# What you will do:
Recast every line of the records below as a JSON list of strings, one string per line, skipping blank lines. Leave the pictures out of the answer.

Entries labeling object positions

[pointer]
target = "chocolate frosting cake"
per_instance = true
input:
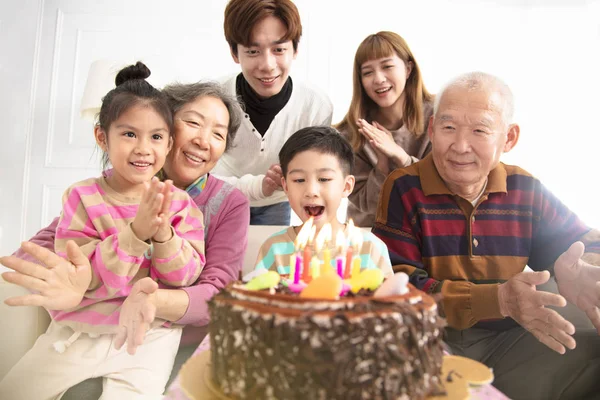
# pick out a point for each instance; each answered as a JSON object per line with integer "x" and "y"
{"x": 276, "y": 345}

# Task result:
[
  "[pointer]",
  "target = \"chocolate frosting cake\"",
  "per_instance = true",
  "input:",
  "# pick out a point for each instance; each answered as a JSON object per line with integer \"x\" and \"y\"",
  "{\"x\": 276, \"y\": 345}"
]